* _Text under study_
++++++++++++++++++++
Substituent effects on the binding of phenols to the D38N mutant of 3-oxo-delta5-steroid isomerase. A probe for the nature of hydrogen bonding to the intermediate.

The nature of hydrogen bonding to the intermediate of the reaction catalyzed by 3-oxo-Delta5-steroid isomerase (KSI) was investigated. Substituted phenols bind tightly to the active site of the D38N mutant of KSI, and are analogs of the intermediate dienol. These D38N-phenol complexes exhibit fluorescence, NMR, and UV spectral characteristics similar to D38N complexed with phenolic steroids. The binding of phenols to D38N is satisfactorily described by the modified Bronsted equation: log KD = 0.85(pKa) - 0.63 pi - 6.3 (n = 10, r = 0.967), where KD is the dissociation constant of the complex and pi is the hydrophobicity parameter for the phenol substituent. The high value of the Bronsted alpha (0.85 +/- 0.08) indicates that the negative charge in the D38N-phenol complex, and by implication in the KSI-intermediate complex, is localized almost exclusively on the bound ligand. It is concluded that stabilization of the anionic (dienolate) intermediate is provided by ordinary hydrogen bonds from the enzyme acids Tyr-14 and Asp-99, rather than low-barrier hydrogen bonds.[1]
++++++++++++++++++++
[Point-per-instance localization data]
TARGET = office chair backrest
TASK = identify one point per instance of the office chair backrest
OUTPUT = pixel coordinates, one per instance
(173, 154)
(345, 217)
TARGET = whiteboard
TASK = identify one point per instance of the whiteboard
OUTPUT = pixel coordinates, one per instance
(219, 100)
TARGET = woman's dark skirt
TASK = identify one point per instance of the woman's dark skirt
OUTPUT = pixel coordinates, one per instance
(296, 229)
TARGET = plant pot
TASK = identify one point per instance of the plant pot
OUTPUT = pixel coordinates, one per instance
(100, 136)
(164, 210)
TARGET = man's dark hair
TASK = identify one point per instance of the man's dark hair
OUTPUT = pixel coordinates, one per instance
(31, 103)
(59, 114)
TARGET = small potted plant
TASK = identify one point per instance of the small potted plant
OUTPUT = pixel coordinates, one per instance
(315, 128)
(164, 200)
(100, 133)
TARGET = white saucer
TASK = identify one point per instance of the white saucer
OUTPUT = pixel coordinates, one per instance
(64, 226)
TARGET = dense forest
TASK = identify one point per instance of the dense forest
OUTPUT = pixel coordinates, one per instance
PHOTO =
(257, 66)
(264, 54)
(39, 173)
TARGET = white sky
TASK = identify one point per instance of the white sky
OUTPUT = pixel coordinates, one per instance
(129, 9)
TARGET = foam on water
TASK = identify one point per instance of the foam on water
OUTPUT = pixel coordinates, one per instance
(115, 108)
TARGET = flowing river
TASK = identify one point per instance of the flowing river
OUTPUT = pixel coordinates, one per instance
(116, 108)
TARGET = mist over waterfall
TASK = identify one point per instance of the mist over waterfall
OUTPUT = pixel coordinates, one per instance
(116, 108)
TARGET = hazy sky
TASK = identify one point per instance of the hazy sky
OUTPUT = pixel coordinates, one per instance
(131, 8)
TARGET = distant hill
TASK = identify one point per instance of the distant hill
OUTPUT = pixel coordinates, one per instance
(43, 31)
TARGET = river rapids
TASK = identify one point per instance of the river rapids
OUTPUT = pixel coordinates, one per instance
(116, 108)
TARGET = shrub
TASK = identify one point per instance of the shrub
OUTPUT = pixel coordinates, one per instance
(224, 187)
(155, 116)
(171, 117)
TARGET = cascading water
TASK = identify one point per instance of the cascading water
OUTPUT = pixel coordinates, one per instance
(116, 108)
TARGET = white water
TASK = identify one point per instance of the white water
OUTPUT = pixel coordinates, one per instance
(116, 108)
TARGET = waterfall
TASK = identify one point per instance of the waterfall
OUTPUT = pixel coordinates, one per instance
++++++++++++++++++++
* _Required tasks_
A - Answer these questions using the phenol-binding abstract:
(i) To which mutant of 3-oxo-Delta5-steroid isomerase do the substituted phenols bind tightly?
(ii) What value is given for the Bronsted alpha?
(iii) Which two enzyme acids provide the ordinary hydrogen bonds that stabilize the intermediate?
B - Copy everything in the phenol-binding abstract from "Substituent effects on" down to "to the intermediate.".

* _Responses by item number_
A -
(i) The D38N mutant
(ii) 0.85 +/- 0.08
(iii) Tyr-14 and Asp-99

B -
Substituent effects on the binding of phenols to the D38N mutant of 3-oxo-delta5-steroid isomerase. A probe for the nature of hydrogen bonding to the intermediate.